Nothing but the lines from the one containing "of the black" through the last line of the entries should appear in the output, each verbatim.

Dataset items:

====

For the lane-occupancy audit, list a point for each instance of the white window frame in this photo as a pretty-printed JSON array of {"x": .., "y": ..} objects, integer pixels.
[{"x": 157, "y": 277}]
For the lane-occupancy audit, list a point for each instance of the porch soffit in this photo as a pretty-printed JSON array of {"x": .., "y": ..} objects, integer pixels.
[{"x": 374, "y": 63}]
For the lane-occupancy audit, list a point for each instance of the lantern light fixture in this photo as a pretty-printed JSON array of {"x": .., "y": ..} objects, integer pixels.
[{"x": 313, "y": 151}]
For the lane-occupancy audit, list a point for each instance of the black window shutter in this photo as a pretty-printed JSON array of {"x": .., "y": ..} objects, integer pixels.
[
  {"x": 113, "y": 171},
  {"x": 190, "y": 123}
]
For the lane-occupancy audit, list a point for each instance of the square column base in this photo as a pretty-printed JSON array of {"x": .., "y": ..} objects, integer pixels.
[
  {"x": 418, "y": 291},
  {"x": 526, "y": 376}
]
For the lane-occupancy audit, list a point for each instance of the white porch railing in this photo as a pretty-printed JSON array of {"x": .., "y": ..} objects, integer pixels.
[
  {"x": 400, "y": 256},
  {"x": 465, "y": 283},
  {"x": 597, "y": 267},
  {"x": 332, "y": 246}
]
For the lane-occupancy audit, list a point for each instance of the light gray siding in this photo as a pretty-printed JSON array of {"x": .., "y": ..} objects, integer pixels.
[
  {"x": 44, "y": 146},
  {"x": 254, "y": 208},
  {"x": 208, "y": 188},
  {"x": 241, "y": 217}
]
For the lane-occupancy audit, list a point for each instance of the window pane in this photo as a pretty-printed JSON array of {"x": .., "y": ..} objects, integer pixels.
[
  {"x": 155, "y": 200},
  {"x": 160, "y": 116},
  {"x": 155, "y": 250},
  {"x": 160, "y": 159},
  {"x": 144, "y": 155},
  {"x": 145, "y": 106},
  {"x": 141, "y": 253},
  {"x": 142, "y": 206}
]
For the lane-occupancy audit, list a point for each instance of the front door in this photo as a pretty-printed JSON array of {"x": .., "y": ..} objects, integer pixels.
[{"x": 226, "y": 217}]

====

TASK RESPONSE:
For the lane-occupancy audit, list a point for each instance of the black window shutter in this photo as a pretty-printed JSON array of {"x": .., "y": ..} objects, integer pixels.
[
  {"x": 113, "y": 171},
  {"x": 190, "y": 123}
]
For the lane-occupancy audit, list a point for each instance of the square column base in this photo as a pretty-printed JSON array of {"x": .., "y": ..} objects, integer pixels.
[
  {"x": 418, "y": 291},
  {"x": 526, "y": 376}
]
For the lane-occupancy audit, list a point for each instance of the white porch railing in this photo as a pretty-printed JSON array of {"x": .., "y": ..} objects, integer pixels.
[
  {"x": 400, "y": 256},
  {"x": 465, "y": 283},
  {"x": 597, "y": 267},
  {"x": 332, "y": 246}
]
For the lane-occupancy audit, list a point for each instance of the light gray siding in this photo as a pretty-printed JSON array of {"x": .., "y": ..} objects, integer pixels.
[
  {"x": 44, "y": 146},
  {"x": 254, "y": 208},
  {"x": 208, "y": 188},
  {"x": 241, "y": 217}
]
For the lane-occupancy audit, list a point for each instance of the window pane in this photo as a pretty-printed JSON array of {"x": .., "y": ..} objects, integer pixels.
[
  {"x": 155, "y": 200},
  {"x": 160, "y": 116},
  {"x": 155, "y": 250},
  {"x": 160, "y": 159},
  {"x": 144, "y": 155},
  {"x": 145, "y": 106},
  {"x": 141, "y": 253},
  {"x": 142, "y": 206}
]
For the lane-occupancy audit, list a point for each instance of the front door in this photo as a pretty-printed JSON array of {"x": .., "y": ..} objects, integer pixels.
[{"x": 226, "y": 217}]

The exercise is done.